> **Selected text**:
******

Hackers could gain full control of a user’s computer by exploiting the bug – opening the possibility for attackers to encrypt the users’ information and hold it until a ransom is paid, a commonly used technique by hackers.
Skillicorn added this could also happen on a larger scale.
“You could hold cable companies to ransom by saying, ‘If you don’t pay us $2 million we will turn off all of your cable boxes’,” he said.
“The potential to be nasty is quite big.”
How does it compare to Heartbleed?
The Heartbleed bug exploited a key piece of security technology used by hundreds of thousands of websites. For more than two years before it was discovered, the flaw exposed passwords and other sensitive data to hackers who could steal that information.
The reason the Shellshock bug could be worse than Heartbleed is because it gives the attacker a bigger advantage than Heartbleed did.
With Heartbleed, attackers could get an information leak. But Shellshock allows an attacker to take control of the device. The bug is rated a maximum 10 out of 10 for its impact and ease of exploitability by the Common Vulnerability Scoring System, an industry standard for assessing how bad security flaws are.

******

> **Excerpted records**:
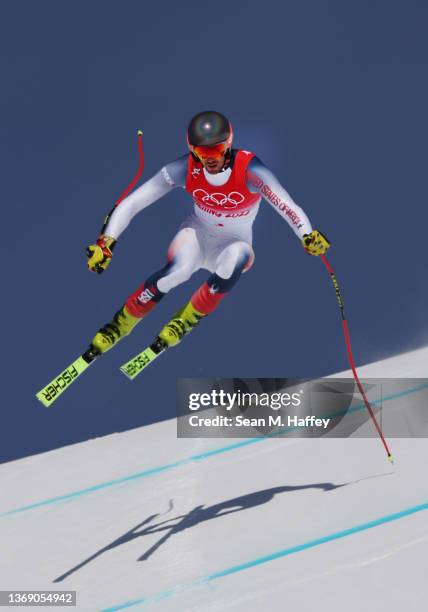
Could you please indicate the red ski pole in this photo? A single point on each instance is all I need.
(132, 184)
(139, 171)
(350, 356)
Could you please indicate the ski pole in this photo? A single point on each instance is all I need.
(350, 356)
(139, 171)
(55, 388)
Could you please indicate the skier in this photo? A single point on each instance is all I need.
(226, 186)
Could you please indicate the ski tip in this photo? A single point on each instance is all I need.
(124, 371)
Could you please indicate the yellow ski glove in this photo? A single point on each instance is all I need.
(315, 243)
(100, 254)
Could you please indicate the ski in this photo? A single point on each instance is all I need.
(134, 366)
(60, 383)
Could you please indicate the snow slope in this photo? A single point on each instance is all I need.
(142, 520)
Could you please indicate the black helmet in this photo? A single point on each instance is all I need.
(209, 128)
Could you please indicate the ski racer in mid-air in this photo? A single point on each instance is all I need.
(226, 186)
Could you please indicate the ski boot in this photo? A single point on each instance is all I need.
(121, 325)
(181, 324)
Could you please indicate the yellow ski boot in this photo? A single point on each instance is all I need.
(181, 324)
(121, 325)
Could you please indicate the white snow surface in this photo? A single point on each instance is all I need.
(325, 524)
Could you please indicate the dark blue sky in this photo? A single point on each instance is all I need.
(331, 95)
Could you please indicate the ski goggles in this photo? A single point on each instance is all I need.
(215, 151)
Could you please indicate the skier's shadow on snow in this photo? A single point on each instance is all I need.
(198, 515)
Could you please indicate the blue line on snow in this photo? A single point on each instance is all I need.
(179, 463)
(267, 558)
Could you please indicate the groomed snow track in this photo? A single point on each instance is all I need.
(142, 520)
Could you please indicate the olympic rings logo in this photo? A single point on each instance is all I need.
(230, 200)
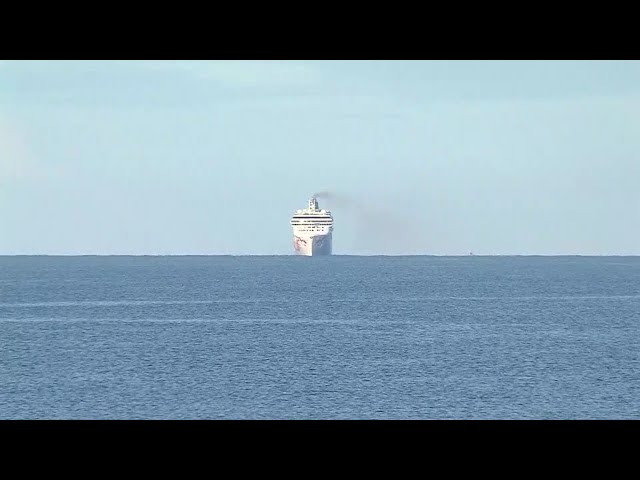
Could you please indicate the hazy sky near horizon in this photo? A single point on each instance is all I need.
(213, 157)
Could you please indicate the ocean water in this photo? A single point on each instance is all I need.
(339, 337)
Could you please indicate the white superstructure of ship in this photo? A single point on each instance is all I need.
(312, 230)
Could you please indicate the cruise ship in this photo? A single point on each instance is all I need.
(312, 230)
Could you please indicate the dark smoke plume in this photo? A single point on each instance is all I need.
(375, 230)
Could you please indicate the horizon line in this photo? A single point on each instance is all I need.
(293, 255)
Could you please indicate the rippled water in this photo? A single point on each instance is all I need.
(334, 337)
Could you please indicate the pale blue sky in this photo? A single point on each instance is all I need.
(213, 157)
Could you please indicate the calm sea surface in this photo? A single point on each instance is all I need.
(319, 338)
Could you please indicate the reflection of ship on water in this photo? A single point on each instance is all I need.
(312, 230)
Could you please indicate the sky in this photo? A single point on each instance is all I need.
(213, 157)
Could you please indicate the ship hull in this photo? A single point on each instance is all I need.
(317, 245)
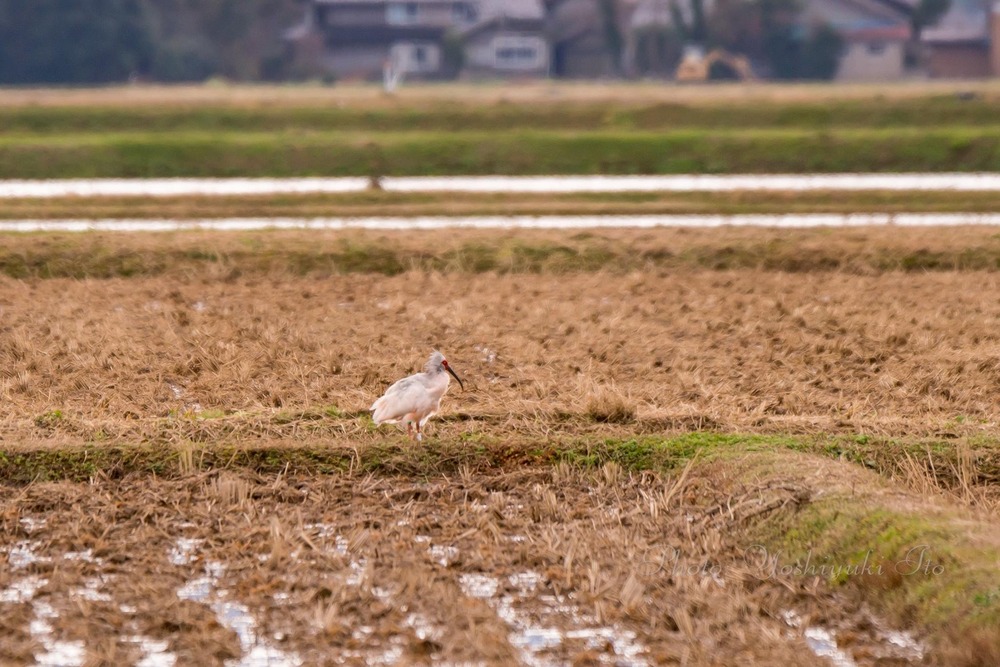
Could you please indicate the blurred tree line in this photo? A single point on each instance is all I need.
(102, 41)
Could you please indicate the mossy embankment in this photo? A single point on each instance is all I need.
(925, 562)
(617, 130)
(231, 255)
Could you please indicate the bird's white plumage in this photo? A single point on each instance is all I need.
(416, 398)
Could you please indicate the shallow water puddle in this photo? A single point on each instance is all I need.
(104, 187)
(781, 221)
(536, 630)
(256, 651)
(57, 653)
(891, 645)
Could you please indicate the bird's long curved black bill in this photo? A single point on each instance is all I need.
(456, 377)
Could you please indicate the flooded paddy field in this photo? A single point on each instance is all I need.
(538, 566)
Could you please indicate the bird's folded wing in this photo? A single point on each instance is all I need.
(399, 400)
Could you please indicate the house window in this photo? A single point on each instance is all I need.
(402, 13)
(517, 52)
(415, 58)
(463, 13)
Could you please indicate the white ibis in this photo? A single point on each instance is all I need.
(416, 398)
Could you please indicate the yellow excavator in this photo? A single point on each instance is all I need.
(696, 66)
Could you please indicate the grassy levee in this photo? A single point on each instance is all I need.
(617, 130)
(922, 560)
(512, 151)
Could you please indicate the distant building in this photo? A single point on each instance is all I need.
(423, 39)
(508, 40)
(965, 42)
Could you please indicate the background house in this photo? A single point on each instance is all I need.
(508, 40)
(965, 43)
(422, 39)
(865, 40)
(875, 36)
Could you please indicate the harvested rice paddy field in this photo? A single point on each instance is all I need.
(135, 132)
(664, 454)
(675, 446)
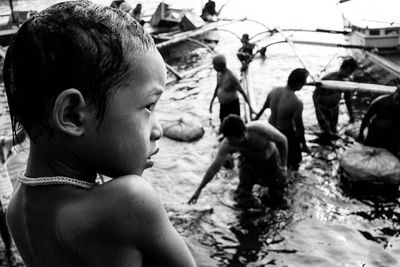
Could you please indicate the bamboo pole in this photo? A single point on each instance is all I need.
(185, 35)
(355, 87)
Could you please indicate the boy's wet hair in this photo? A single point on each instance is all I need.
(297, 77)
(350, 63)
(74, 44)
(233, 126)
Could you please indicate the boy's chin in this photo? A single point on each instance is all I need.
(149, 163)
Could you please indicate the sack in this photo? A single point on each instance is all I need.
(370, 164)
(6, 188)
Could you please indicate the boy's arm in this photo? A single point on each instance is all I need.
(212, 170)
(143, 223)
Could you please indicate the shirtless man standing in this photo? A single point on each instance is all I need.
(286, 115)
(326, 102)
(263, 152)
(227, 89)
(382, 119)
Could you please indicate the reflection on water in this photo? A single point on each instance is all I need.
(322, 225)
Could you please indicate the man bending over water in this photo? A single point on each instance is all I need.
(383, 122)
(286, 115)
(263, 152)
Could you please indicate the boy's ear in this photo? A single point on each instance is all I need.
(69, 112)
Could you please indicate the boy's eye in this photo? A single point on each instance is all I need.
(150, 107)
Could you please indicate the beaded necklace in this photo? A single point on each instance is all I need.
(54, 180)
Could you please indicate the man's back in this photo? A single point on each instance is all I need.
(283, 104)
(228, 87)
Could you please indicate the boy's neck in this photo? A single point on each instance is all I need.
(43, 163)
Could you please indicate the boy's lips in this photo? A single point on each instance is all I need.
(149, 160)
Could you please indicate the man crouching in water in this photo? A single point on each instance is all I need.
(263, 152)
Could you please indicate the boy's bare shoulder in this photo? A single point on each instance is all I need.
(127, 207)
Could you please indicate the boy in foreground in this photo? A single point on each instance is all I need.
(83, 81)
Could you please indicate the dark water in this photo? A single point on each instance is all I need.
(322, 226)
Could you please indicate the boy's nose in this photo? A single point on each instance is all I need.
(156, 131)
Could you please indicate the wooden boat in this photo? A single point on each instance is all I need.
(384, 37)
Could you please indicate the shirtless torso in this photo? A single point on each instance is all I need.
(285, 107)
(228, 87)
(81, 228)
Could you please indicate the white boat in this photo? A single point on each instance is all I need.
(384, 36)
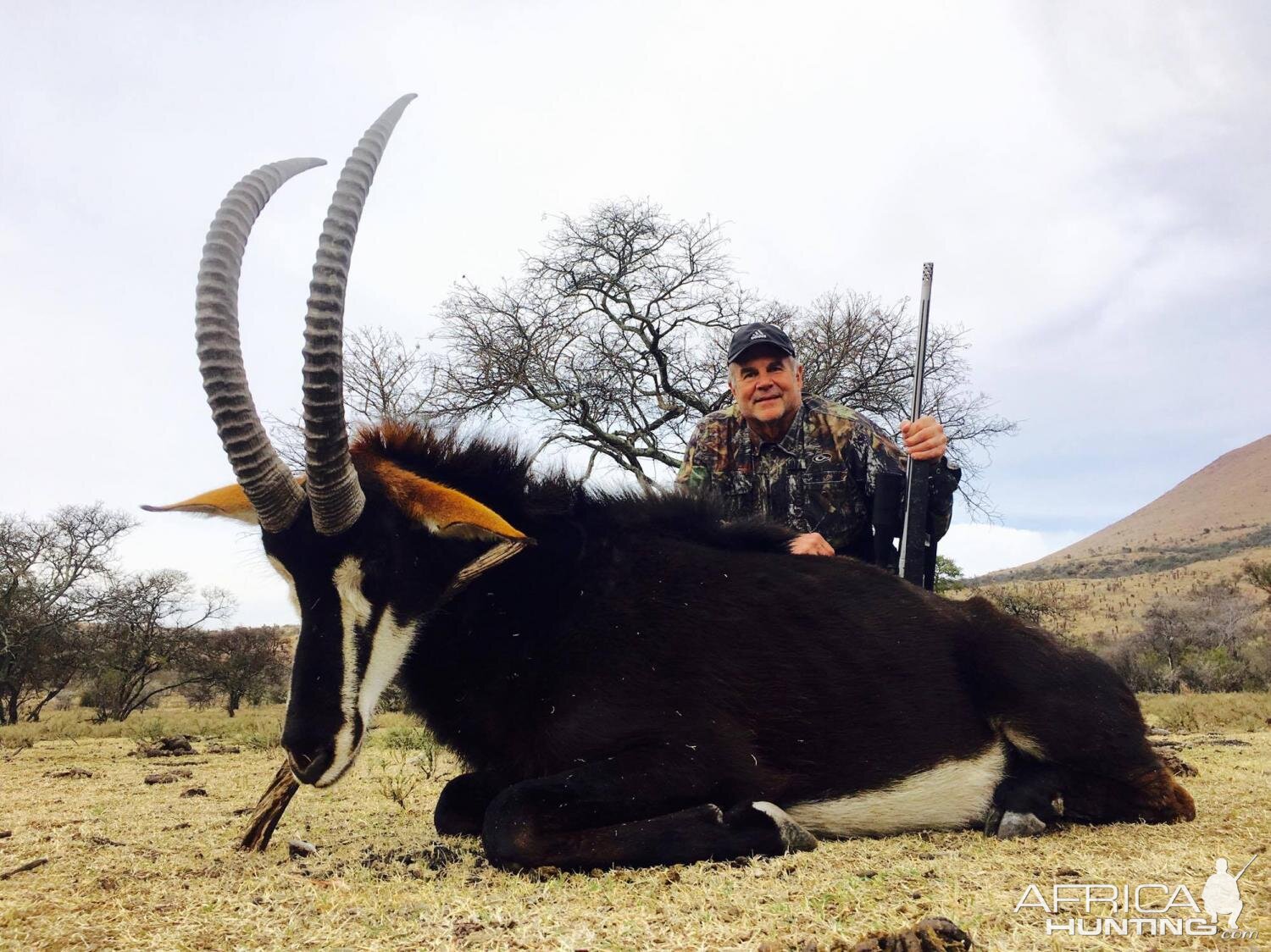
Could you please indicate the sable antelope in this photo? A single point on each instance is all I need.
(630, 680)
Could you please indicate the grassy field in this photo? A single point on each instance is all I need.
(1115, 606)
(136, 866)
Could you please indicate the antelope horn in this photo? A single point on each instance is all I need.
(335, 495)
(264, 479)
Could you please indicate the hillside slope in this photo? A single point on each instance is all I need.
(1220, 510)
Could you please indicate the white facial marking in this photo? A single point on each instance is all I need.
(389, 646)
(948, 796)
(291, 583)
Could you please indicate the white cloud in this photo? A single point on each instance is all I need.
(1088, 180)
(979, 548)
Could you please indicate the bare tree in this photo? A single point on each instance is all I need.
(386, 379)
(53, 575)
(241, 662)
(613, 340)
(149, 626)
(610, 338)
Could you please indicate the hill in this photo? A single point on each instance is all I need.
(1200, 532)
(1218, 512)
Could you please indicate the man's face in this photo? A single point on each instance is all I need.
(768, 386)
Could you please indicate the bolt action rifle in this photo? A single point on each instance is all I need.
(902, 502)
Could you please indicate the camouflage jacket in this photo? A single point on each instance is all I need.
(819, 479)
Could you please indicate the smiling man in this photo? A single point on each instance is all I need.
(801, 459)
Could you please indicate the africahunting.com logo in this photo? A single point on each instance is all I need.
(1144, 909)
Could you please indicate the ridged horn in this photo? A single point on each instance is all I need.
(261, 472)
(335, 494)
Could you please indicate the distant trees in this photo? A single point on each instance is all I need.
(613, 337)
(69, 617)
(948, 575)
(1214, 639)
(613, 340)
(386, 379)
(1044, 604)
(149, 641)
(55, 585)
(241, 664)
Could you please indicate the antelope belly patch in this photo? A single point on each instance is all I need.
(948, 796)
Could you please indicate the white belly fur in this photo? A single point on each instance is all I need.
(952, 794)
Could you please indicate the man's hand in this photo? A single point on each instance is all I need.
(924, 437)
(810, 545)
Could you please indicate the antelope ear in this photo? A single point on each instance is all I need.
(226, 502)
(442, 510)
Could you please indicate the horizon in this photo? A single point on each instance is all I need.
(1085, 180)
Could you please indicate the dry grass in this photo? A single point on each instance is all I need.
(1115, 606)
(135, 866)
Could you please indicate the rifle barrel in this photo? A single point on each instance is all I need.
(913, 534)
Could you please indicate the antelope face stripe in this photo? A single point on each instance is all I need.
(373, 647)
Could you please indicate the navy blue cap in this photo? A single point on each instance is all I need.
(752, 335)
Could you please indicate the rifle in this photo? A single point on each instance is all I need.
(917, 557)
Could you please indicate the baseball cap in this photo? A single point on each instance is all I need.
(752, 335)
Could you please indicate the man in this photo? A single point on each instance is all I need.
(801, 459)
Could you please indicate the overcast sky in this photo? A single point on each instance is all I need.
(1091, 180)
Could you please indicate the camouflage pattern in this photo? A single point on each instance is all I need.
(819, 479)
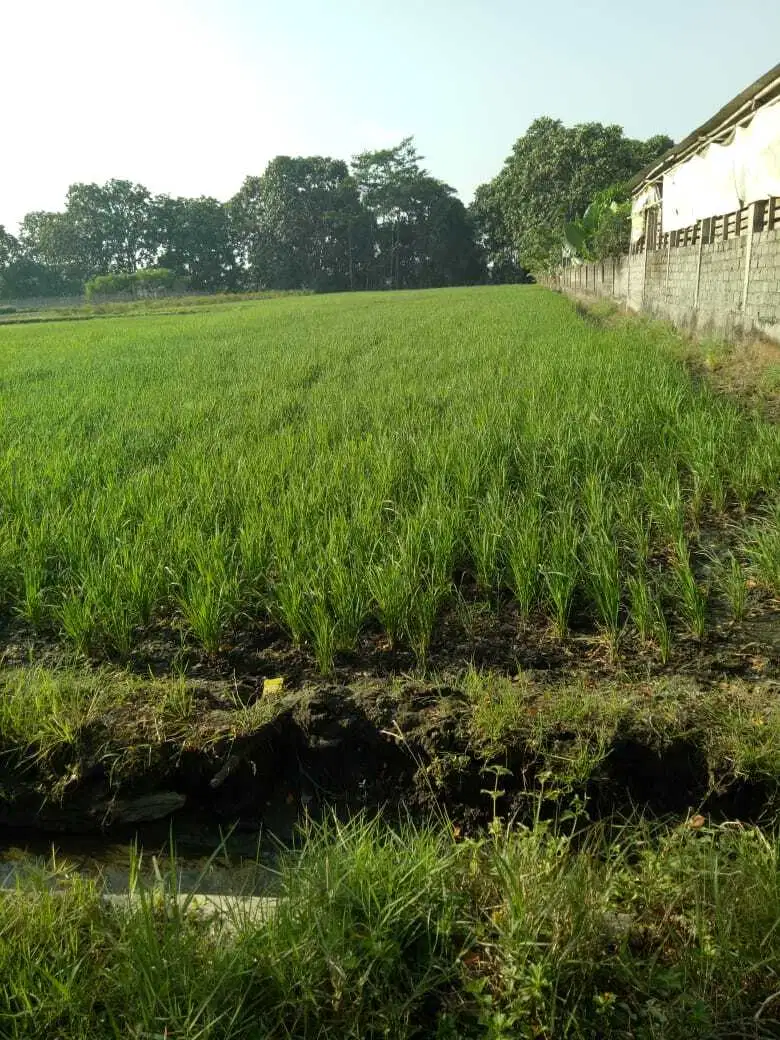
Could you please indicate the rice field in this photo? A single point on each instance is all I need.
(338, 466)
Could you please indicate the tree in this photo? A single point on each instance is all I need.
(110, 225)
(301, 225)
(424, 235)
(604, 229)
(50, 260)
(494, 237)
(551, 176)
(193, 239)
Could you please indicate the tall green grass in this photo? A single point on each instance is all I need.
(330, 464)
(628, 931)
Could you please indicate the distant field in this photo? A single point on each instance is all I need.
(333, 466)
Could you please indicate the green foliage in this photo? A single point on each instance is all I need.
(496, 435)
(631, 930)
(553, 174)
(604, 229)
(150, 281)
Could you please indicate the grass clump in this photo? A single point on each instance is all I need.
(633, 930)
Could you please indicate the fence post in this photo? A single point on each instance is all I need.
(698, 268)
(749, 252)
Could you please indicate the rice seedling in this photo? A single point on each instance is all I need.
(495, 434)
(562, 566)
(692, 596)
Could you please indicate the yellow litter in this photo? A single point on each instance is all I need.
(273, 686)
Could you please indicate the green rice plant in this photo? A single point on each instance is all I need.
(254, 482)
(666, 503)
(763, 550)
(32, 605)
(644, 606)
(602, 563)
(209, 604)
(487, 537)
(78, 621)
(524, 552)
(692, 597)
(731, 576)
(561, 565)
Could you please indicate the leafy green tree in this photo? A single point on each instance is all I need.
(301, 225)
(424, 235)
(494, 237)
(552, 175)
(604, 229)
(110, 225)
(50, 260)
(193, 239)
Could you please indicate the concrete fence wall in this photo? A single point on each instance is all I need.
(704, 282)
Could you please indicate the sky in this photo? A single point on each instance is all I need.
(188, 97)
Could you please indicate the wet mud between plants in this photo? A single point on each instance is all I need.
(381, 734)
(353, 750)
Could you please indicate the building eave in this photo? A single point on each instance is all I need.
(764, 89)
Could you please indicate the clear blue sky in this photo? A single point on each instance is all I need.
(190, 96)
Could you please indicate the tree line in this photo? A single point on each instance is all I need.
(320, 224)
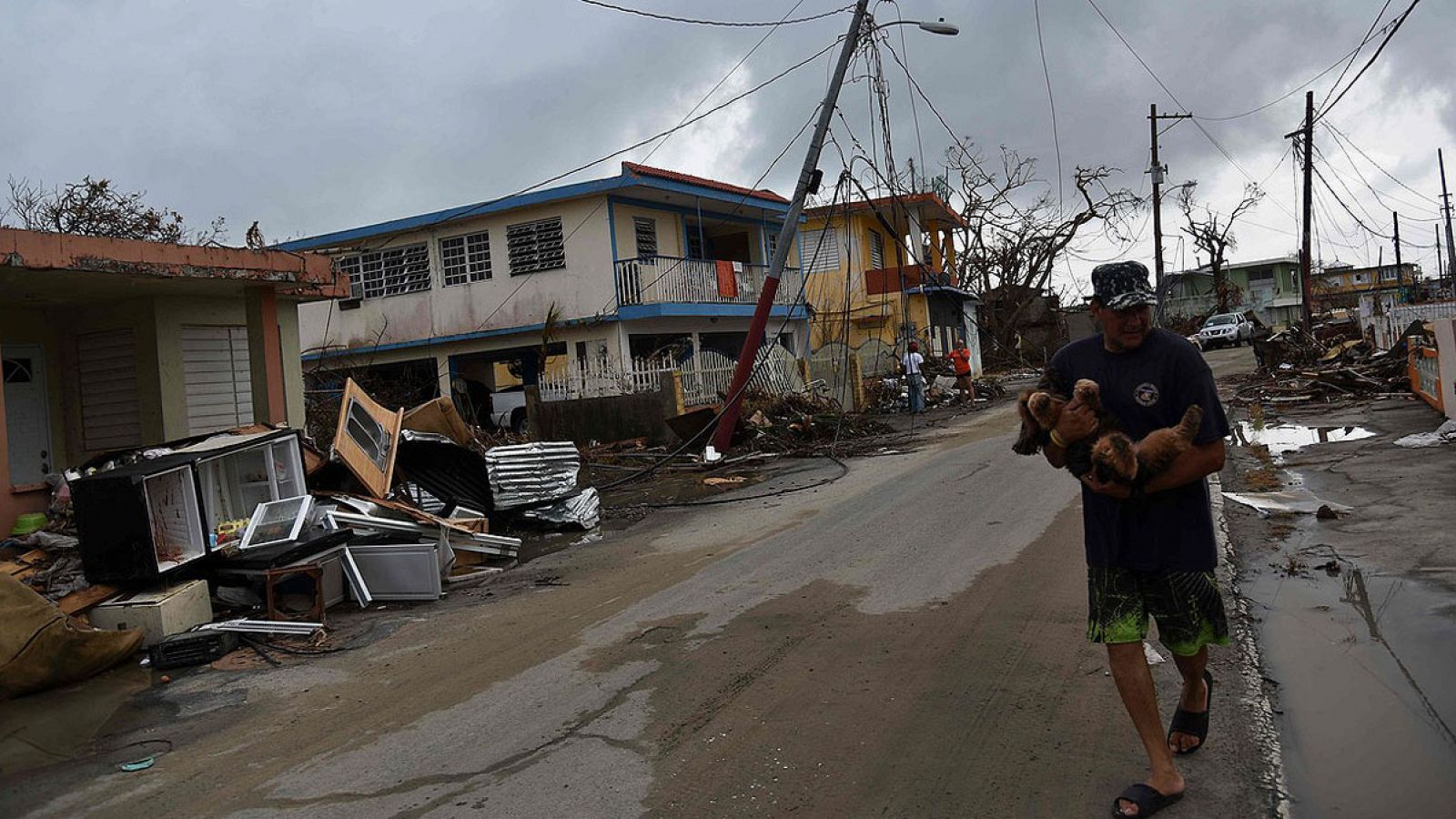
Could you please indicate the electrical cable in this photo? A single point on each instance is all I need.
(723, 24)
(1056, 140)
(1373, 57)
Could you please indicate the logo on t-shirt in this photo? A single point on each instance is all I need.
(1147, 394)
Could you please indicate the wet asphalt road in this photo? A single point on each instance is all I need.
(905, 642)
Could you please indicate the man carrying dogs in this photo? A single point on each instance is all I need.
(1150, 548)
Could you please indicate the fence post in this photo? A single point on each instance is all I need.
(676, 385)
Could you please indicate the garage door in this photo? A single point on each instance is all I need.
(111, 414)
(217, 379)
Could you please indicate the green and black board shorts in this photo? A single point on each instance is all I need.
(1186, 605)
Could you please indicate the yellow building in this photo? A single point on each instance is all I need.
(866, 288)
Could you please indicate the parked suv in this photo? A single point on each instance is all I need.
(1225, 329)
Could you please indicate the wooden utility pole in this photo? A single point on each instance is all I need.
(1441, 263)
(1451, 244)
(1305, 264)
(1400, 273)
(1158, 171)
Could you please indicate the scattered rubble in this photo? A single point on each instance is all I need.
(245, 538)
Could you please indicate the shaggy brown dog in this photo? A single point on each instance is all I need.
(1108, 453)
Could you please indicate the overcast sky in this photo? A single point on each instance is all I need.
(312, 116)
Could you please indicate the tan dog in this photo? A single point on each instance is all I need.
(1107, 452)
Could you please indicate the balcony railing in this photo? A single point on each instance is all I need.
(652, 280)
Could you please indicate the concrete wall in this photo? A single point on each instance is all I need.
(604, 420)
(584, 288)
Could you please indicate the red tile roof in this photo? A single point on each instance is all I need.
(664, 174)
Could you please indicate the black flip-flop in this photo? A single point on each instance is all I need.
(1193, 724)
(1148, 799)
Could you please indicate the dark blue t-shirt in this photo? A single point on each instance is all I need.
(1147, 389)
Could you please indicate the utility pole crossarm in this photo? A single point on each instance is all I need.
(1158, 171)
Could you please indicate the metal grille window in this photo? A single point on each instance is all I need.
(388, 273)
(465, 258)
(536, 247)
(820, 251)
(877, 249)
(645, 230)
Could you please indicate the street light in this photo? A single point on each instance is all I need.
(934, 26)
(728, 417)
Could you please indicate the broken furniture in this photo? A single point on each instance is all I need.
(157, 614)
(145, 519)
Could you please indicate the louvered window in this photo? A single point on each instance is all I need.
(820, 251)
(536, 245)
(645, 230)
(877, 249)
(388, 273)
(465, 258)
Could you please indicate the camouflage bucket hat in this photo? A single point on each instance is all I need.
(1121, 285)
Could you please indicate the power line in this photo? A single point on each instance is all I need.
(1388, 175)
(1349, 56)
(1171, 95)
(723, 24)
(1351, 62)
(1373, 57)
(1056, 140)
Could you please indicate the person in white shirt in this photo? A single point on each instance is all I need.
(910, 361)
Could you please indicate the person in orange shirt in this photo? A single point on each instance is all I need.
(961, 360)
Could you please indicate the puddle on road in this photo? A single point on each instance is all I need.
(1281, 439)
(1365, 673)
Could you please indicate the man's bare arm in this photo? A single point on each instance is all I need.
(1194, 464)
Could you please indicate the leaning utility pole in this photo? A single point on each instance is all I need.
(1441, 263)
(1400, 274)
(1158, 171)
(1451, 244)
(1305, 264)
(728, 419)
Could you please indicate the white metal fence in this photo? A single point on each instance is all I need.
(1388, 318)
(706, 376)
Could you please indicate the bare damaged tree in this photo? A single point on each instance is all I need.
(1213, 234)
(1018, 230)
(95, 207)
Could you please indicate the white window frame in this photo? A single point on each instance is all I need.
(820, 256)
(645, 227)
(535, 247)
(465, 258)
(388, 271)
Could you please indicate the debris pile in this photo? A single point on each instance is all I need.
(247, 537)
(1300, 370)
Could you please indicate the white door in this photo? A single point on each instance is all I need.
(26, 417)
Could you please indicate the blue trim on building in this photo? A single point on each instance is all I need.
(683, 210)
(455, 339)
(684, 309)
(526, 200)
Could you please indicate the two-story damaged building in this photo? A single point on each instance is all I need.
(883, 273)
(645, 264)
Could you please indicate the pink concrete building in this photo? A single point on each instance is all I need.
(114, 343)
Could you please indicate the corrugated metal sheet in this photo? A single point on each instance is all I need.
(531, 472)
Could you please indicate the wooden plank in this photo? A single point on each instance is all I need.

******

> **Brief A**:
Answer each question from the passage on the Shellshock bug.
(i) What sum is named in the example threat against cable companies?
(ii) How long did the Heartbleed flaw expose data before it was discovered?
(iii) What score does the Common Vulnerability Scoring System give the Shellshock bug?
> **Brief B**: Extract the stretch of the passage on the Shellshock bug from "Skillicorn added this" through "compare to Heartbleed?", copying it word for word.
> **Brief C**: According to the passage on the Shellshock bug, why could Shellshock be worse than Heartbleed? Answer in one to three sentences.
The records play no part in this work.

> **Worked answer A**:
(i) $2 million
(ii) More than two years
(iii) A maximum 10 out of 10

> **Worked answer B**:
Skillicorn added this could also happen on a larger scale.
“You could hold cable companies to ransom by saying, ‘If you don’t pay us $2 million we will turn off all of your cable boxes’,” he said.
“The potential to be nasty is quite big.”
How does it compare to Heartbleed?

> **Worked answer C**: Shellshock gives the attacker a bigger advantage than Heartbleed did. Heartbleed let attackers get an information leak, but Shellshock lets an attacker take control of the device.